Listed records section start

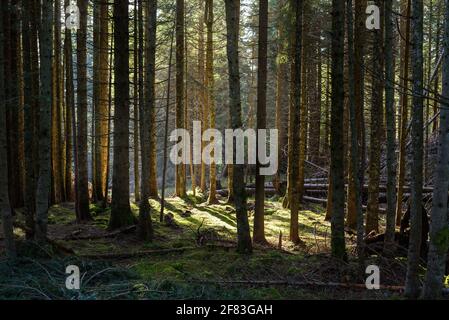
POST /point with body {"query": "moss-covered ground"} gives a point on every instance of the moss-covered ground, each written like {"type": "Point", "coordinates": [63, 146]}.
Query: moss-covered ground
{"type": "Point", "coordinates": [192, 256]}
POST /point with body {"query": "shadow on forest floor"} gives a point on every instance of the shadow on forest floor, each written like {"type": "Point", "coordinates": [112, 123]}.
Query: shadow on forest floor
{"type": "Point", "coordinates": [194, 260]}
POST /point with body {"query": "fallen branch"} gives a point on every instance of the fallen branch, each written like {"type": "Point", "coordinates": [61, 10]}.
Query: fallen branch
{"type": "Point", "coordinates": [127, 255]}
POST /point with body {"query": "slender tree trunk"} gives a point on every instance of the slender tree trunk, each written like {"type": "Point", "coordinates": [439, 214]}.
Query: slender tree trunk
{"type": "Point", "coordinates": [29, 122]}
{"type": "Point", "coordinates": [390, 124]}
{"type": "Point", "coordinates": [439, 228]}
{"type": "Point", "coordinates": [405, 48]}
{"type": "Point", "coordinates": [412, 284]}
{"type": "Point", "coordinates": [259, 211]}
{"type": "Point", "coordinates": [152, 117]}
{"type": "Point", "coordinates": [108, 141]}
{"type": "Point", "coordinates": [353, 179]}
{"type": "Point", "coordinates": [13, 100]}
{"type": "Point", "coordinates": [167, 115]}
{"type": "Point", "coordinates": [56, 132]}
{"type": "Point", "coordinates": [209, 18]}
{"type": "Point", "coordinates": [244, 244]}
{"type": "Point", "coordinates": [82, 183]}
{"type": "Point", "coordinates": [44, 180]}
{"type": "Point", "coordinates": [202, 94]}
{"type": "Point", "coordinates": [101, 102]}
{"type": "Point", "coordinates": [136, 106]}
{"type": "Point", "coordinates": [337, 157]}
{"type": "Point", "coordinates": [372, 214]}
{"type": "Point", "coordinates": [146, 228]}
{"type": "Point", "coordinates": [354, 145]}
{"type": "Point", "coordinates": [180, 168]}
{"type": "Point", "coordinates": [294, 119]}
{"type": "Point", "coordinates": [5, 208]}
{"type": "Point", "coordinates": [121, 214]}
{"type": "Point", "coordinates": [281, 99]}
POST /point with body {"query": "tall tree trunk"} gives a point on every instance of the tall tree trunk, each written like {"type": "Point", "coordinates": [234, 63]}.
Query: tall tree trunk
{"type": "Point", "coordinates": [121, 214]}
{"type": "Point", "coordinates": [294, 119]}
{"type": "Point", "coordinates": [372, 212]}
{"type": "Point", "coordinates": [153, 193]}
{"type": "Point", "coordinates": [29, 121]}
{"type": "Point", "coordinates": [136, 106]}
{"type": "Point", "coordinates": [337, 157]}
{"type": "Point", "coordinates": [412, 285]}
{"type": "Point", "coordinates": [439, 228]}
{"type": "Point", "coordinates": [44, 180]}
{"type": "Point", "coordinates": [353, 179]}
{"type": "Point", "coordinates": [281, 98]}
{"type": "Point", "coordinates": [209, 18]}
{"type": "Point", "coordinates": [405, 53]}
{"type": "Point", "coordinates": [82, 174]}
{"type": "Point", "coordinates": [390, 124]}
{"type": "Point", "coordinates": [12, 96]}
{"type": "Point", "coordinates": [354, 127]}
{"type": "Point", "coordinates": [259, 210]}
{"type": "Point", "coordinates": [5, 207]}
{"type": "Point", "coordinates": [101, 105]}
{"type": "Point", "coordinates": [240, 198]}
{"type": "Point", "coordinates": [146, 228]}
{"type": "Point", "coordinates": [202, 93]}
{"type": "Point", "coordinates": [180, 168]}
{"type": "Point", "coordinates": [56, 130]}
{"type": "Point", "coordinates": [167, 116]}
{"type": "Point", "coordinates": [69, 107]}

Listed records section end

[What to do]: Count how many lines of the listing include "instance". Nothing but the number is wanted.

[Reply]: 5